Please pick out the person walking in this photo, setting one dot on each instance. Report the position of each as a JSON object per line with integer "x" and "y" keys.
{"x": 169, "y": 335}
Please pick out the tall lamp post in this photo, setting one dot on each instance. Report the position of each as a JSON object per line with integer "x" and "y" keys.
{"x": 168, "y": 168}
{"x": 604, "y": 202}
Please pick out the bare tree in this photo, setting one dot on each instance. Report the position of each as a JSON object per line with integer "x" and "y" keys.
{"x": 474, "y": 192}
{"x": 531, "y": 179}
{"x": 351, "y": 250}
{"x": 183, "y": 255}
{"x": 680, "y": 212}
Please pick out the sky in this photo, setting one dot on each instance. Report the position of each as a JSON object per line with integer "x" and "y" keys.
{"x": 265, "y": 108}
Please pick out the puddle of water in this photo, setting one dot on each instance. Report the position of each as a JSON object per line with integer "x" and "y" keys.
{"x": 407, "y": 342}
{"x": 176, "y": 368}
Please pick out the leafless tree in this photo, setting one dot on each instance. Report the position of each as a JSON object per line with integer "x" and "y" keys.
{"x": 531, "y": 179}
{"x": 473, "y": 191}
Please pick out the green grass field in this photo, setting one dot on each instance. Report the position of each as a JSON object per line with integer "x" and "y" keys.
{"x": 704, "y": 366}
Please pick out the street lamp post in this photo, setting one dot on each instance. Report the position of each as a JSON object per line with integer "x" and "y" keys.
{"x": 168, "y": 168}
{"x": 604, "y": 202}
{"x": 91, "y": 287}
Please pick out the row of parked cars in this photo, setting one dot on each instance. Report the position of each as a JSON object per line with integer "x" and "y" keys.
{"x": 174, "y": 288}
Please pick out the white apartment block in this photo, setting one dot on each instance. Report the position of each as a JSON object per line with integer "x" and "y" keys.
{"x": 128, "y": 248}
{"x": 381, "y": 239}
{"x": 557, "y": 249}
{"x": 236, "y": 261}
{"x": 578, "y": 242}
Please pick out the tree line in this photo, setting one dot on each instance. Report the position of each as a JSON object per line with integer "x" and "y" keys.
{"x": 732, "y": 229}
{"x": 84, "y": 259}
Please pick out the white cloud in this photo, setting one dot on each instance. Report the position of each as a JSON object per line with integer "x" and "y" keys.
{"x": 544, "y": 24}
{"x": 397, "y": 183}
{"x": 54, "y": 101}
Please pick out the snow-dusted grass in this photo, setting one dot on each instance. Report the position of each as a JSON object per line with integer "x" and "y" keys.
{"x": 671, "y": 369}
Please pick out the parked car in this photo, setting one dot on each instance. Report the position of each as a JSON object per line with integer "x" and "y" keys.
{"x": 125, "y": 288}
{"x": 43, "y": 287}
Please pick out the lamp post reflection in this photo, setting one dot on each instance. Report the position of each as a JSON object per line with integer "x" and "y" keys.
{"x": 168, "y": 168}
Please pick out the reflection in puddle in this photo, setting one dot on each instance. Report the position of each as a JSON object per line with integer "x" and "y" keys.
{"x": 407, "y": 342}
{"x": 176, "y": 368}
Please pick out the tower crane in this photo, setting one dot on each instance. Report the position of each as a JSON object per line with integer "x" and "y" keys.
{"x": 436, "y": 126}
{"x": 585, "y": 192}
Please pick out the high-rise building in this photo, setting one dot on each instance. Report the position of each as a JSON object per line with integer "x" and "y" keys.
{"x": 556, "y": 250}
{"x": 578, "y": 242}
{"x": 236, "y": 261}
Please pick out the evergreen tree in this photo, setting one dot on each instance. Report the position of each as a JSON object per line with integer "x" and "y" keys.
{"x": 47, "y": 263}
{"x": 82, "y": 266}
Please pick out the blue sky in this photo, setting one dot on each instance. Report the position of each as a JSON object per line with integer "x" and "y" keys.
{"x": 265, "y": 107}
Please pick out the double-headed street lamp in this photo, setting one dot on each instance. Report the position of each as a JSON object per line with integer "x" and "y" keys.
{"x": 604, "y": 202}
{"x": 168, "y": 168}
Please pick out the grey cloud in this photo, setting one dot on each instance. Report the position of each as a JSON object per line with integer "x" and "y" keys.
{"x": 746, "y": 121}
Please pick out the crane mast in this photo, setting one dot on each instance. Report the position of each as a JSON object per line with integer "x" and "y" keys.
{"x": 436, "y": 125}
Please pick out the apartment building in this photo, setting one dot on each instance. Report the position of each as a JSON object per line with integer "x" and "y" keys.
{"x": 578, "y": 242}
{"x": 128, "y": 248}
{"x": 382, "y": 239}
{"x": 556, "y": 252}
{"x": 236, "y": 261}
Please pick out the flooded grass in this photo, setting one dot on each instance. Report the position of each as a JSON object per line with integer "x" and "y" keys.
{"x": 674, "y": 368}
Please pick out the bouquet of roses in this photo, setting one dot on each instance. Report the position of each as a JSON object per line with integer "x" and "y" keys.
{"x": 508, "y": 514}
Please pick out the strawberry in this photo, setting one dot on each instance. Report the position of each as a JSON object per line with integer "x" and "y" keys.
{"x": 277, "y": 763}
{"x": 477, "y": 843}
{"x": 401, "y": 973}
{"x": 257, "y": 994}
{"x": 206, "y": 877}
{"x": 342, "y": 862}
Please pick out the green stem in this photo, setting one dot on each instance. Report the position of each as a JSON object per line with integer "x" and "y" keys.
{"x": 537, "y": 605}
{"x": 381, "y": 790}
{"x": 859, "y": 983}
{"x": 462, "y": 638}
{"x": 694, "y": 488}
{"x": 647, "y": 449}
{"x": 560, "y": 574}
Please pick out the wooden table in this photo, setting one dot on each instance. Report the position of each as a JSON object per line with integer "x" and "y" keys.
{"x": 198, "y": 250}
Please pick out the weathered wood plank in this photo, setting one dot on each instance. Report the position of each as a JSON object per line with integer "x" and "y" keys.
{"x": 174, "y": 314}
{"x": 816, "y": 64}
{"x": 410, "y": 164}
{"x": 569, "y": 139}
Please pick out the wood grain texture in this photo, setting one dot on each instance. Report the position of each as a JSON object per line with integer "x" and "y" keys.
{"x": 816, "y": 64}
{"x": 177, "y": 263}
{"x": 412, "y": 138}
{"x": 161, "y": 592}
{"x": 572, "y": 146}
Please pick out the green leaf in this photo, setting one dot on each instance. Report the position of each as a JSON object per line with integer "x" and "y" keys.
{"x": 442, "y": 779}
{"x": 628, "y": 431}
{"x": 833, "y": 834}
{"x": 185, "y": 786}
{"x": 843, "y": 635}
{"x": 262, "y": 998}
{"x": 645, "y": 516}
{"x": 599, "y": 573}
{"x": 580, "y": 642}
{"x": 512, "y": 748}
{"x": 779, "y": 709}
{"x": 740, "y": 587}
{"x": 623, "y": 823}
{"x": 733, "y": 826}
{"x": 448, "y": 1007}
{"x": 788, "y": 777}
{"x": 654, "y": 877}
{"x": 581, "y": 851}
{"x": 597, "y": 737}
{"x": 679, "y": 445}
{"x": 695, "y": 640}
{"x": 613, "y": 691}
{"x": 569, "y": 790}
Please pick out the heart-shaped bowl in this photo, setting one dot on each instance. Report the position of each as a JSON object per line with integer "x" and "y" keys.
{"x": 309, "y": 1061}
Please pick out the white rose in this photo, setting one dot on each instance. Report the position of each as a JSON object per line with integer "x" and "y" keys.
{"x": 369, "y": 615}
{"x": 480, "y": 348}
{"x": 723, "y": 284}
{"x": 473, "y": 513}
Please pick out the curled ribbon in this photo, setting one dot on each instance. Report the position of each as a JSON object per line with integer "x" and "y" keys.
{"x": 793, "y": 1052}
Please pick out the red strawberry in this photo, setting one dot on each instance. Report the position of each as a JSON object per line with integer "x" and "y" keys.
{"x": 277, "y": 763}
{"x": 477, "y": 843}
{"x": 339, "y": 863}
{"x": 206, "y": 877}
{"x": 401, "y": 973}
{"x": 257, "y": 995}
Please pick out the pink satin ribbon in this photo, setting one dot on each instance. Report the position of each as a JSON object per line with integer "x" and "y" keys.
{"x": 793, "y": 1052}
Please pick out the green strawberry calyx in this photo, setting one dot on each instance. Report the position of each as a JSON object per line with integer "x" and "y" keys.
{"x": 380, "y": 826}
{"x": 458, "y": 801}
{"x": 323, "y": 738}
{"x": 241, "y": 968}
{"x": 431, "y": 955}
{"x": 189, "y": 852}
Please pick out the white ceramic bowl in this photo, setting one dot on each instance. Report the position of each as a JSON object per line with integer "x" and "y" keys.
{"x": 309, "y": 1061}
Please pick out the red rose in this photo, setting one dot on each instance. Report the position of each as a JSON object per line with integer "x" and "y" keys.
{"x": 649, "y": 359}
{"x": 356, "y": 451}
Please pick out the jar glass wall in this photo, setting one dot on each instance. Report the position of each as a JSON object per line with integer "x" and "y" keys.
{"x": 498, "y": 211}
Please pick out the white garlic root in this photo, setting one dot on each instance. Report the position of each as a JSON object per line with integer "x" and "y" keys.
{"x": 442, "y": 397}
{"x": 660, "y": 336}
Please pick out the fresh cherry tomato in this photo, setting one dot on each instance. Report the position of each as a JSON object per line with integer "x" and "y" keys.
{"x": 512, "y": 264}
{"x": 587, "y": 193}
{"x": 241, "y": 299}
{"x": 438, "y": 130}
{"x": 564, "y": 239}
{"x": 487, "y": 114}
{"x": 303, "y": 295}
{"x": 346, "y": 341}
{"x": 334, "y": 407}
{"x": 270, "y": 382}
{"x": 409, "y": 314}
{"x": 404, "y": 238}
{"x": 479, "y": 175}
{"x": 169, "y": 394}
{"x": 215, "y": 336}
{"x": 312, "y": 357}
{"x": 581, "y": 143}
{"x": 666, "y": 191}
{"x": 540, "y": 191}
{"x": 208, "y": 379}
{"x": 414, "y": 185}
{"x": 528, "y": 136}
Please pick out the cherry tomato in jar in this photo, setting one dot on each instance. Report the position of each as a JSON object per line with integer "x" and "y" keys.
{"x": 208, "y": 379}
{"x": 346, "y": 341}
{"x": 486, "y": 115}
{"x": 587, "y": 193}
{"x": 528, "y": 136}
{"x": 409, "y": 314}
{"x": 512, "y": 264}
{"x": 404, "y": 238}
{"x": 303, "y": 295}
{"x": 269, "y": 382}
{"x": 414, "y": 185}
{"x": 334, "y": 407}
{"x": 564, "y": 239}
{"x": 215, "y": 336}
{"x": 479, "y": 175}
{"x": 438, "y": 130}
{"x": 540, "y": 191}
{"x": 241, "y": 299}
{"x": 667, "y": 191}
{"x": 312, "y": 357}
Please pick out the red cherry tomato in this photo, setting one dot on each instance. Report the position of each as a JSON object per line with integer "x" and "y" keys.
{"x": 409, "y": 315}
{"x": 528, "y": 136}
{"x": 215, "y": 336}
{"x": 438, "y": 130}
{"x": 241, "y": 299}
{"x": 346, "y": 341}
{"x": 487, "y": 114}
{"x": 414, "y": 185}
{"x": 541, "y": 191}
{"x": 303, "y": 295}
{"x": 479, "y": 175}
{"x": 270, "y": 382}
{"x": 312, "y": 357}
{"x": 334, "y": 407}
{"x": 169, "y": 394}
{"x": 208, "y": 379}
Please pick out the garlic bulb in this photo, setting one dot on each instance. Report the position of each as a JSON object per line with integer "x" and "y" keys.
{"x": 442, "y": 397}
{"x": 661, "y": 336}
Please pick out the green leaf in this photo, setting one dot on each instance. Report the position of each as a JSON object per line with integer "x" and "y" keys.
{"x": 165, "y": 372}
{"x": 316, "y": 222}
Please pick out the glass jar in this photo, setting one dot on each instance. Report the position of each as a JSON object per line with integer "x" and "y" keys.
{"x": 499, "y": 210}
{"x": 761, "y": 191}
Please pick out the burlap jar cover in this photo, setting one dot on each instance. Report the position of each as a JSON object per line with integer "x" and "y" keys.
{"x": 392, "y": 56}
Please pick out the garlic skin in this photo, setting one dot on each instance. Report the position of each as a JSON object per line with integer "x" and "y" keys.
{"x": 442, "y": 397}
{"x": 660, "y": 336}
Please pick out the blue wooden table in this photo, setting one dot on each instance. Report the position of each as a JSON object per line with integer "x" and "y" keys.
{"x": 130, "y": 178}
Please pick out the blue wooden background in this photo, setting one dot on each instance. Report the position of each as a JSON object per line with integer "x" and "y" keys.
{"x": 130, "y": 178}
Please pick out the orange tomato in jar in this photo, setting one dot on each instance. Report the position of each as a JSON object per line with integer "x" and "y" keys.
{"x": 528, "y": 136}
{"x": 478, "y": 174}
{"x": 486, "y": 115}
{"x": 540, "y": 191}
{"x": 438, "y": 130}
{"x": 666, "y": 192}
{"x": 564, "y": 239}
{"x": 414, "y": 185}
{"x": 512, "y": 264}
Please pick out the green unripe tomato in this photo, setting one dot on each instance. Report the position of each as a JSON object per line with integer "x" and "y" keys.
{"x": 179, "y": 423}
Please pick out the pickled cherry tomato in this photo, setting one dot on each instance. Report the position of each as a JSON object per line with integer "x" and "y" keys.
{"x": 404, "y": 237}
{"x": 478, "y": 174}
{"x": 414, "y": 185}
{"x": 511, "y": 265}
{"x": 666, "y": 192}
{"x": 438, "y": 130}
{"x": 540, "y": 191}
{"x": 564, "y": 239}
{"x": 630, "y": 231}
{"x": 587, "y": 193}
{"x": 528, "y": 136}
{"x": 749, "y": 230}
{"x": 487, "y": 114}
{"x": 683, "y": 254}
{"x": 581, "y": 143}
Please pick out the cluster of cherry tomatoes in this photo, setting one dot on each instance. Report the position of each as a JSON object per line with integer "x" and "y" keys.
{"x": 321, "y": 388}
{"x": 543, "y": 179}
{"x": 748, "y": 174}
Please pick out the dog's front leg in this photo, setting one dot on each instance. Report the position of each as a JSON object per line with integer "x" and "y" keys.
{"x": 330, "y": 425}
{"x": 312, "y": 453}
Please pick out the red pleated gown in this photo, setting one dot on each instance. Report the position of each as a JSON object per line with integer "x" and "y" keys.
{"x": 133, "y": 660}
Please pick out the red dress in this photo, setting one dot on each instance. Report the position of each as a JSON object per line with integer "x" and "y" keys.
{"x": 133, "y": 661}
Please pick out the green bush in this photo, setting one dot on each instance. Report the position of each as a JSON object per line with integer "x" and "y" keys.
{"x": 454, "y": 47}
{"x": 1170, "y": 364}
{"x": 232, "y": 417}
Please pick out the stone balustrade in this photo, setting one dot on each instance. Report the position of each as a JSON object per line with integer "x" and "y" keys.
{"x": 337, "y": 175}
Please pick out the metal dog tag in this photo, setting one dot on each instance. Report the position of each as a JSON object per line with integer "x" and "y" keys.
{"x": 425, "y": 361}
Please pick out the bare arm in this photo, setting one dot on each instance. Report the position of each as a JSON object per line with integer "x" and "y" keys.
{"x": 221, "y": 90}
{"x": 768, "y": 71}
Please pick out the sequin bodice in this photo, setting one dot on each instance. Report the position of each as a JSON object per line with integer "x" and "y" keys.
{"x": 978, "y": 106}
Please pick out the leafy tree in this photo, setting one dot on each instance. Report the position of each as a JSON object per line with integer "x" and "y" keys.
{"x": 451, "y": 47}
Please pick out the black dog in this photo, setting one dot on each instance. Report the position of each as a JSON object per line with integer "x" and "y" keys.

● EXERCISE
Give back, unchanged, every line from the one with "Please pick out the metal" to the end of the entries above.

● TASK OUTPUT
Please pick out the metal dog tag in this photo, setting one dot on each instance. Report the position of each as a JSON object per line with integer "x" and "y" keys.
{"x": 425, "y": 361}
Please pick out the bare arm in this photo, setting one dot on each instance. Report the position of each as a JSON object per line with integer "x" and "y" keys.
{"x": 221, "y": 90}
{"x": 768, "y": 71}
Please pick out the sequin bodice in this photo, setting one dot on each instance. Report the position of each as a JSON object per line with integer "x" and "y" keys.
{"x": 978, "y": 106}
Please pick out the leafy tree in this photo, setting one dot on each instance. Report the position of each as a JSON object per line with integer "x" and "y" keys.
{"x": 451, "y": 47}
Please pick out the black dog in this photo, setting one dot on each instance. Report the position of each as a JSON object per line with integer "x" and "y" keys.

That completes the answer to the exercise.